▶ _Article_

** START **

It seems a bit creepy to be patting Royal Mail on the back for understanding the value of a good idea. Stroking the hand that feeds you.
If anyone ought to understand what direct mail can do, it’s them. But my sermon today is not so much about input but output. Not so much ideas but how they are executed. The sad fact is, in direct marketing, as in every other area of life, you get what you pay for.
Imagine if Sony had said to Fallon: “Love your idea, chaps, but if you think we’re going to spend a million quid throwing a quarter of a million balls down a hill in San Francisco, you’ve got another think coming.”
Similarly, if Royal Mail had said to Proximity: “Love the idea, chaps, but we can’t afford the sort of money an idea like this will cost”, what would have happened?
Compromise is the greatest single enemy of effective communication.
There is no doubt that a bean-counter somewhere could justify the decision to unload 25,000 balls down Gold Hill in Shaftesbury just as he could producing a letter printed onto brown paper that looks like chocolate.
The bean-counter could say, entirely justifiably: “We haven’t changed the idea.” And, strictly speaking, he hasn’t. But in failing to invest in it, he has failed to recognise that how you say something can be as important as what you say.

** END **

▶ _Extracted entries_
** START **

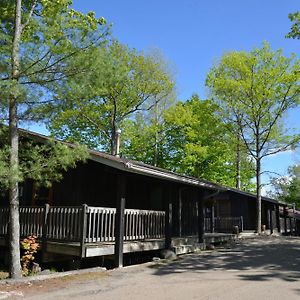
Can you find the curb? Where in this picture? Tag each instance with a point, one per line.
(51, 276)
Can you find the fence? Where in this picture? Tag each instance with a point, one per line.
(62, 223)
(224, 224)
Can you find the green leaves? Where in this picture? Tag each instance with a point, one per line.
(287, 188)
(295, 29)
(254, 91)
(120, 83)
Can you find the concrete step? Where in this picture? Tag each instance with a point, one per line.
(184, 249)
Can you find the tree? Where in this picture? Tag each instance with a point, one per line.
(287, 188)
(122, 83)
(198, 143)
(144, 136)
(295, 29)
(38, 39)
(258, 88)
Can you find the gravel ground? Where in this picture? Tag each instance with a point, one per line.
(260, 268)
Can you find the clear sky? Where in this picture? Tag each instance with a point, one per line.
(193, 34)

** END **
** START **

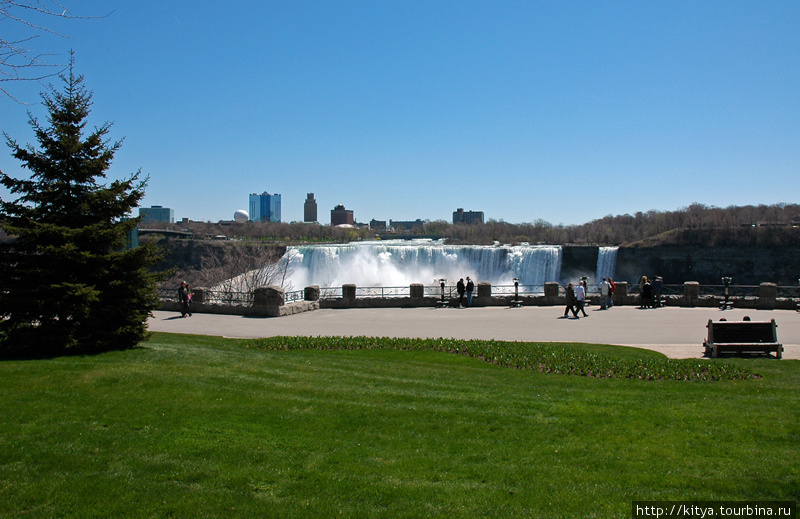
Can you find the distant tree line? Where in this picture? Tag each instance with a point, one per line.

** END **
** START **

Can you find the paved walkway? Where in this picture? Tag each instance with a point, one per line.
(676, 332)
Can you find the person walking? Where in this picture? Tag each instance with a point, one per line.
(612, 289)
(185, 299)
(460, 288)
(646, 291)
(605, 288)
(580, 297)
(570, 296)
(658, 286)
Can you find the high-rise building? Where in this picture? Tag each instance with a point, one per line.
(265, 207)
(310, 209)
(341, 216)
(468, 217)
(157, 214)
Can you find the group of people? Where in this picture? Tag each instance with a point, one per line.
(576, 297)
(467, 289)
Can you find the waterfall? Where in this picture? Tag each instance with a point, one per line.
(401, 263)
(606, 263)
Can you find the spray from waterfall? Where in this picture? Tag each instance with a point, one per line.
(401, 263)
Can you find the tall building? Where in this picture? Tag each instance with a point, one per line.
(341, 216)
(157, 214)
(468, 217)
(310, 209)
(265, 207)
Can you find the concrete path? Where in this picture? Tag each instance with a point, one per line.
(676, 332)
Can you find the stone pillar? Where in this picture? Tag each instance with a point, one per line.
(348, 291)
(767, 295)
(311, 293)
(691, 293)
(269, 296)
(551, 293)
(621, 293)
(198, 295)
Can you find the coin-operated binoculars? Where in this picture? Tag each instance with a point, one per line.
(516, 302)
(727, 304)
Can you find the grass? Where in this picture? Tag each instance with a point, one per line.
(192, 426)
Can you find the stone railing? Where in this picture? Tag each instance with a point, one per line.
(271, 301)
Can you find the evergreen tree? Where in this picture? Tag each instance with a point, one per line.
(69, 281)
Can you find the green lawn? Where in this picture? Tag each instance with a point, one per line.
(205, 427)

** END **

▶ _Written request 1_
Translate this sentence from the article on direct mail into Spanish: "Compromise is the greatest single enemy of effective communication."
▶ _Written request 2_
In the article on direct mail, where would the quarter of a million balls have been thrown in the hypothetical Sony example?

▶ _Exercise answer 1_
Transigir es el mayor enemigo, por encima de cualquier otro, de la comunicación eficaz.

▶ _Exercise answer 2_
Down a hill in San Francisco.